委員会方式を求め、水道局へ申し入れ

年末も押し詰まってきた12月26日、私たち(水問題を考える市民の会+石木川まもり隊)は、水道局へ、石木ダム事業の再評価について、公開が原則の委員会方式を取るよう申し入れをしました。
 
隊員のM・Mさんによるまとめと感想をご紹介します。
 
 
『水道施設建設の費用が10億円を超え、かつ10年以上を経過しても建設に取り掛かれず継続となっている事業については、国からの補助金を貰うために5年ごとに事業の再評価を行わなければならない。』
これが、国庫補助の用件である。

石木ダムは、その計画からすでに50年が経過している事業である。

機動隊を導入しての強制測量からでも、もう30年が経過している。

慢性的な水不足といわれる佐世保市だが、この間大きな渇水は平成6年だけだ。

それも佐世保市だけが水不足になったわけではない。北部九州一帯に雨が降らず、福岡市でも、長崎市でも大変な水不足に陥ったのだ。

あのときの水不足には、「石木ダムがあっても役に立たなかった」と言ったのは、水道局のお偉方だった。

それに、少子高齢化で人口は減り、水需要はどんどん減少して、水道局が安定的に取水できると言っている水源水からは、おつりが来るほどなのだ。


そして今年、平成24年度は5年ごとに事業を見直す「厚労省の再評価」の年なのだ。

これまでの再評価は、平成11年、16年、19年と3回行われているが、その全てが有識者で構成される委員会方式だった。

それが今年度は、まだ再評価がなされていない。


今回の再評価には、19年以降のデータも入るのだ。過大な水需要と乖離した実績値のデータもその審査対象としてもらわなければならない。

しかし、水道局は再評価はするといいながら、市民に公開された委員会形式でするかどうか、まだ検討中だとしか言わない。

そこで、私たち「水問題を考える市民の会」と「石木川まもり隊」とで、再評価は市民に公開された「委員会方式」で行うようにと申し入れをしたのだ。

水道局の答えは、「このような申し入れがあったと上に伝えます。」「まだ、委員会形式かどうか決まってはいません。」というものだった。

きちんとしたデータで、委員会形式のきちんとした再評価を行えば、石木ダムの必要性の根拠が揺らいでしまう…。

そのことは専門家である水道局自身がよくわかっているのに違いない。

データ
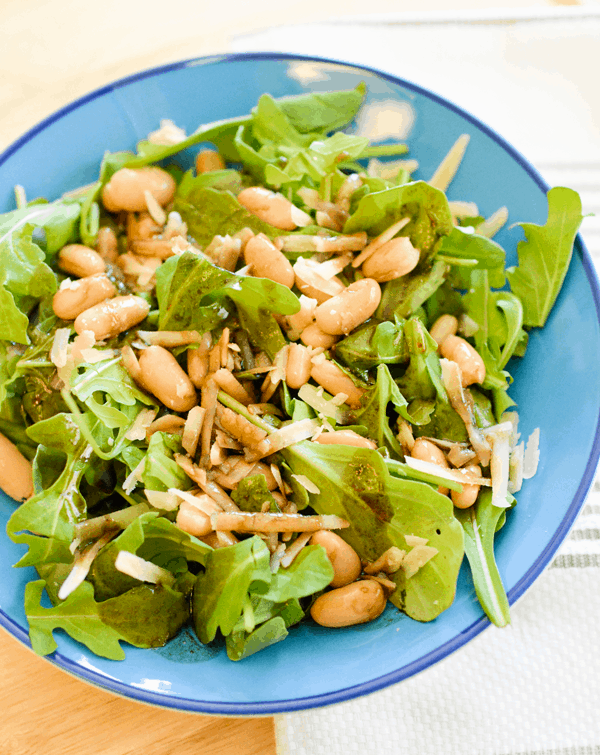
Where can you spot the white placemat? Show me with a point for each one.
(534, 687)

課題の内容
石木ダム事業の再評価をめぐる文章を、最後の文の次から書き継いでください。

結果
だからこそ、再評価を何とかクリアできないかと画策しているのではないか?

そう疑わざるを得ない今日の水道局の答弁だった。

よーし! 来年も、申し入れだって何だってやるぞ!

膨大な税金を使う不必要な公共事業を止めなければ。
 
 
 
形式について、まだ委員会かヒアリングか決まってないそうです。
しかも、いつ決まるのか(いつ公表するのか)さえも未定だそうです。
 
それって、委員会を開く気はないってことと同義語ではないでしょうか?
呆れ果ててしまいます。
 
いつも誠実で親切な水道局職員の方々ですが、
個人的なお人柄がそうであっても、これは許されない不誠実な状況です。
私たちは、これからもしっかり問い続けていきたいと思います。
 
また、この申し入れについては、長崎新聞と読売新聞が翌日報道しています。
http://www.yomiuri.co.jp/e-japan/nagasaki/news/20121226-OYT8T01366.htm
 

川原出身者の訴え

昨日、石木ダム建設に反対する5団体は、県に抗議の申し入れをおこないました。

何に対する抗議かと言うと、石木ダム事業認定に関する県からの回答に対する抗議です。 

 

抗議の理由

1.私たちは知事の回答を求めたのに、河川課長からの返事だった

2.回答が出されたのも期限を大幅に過ぎていたし、

  それに対する反論書を送り、会って申し入れしたいと頼んでも、忙しいからと先延ばしにされ、

  やっと実現したのが12月19日。公開質問書を提出してから70日ほど経過している。

  地権者の理解が得たいと本当に思うなら、なぜ、このような不誠実な対応をするのか?

3.地権者は決して話し合いを拒んではいない。事業認定を取り下げたらいつでも応じる。 

  それは何度も伝えているのに、なぜ取り下げないのか? 

 

昨日も、知事どころか、土木部長も河川課長も来ず、企画官が対応。

私たちの扱いは、その程度のものなのです。いつものように。

そして、河川課の回答もいつものように版で押したような決まり文句ばかり。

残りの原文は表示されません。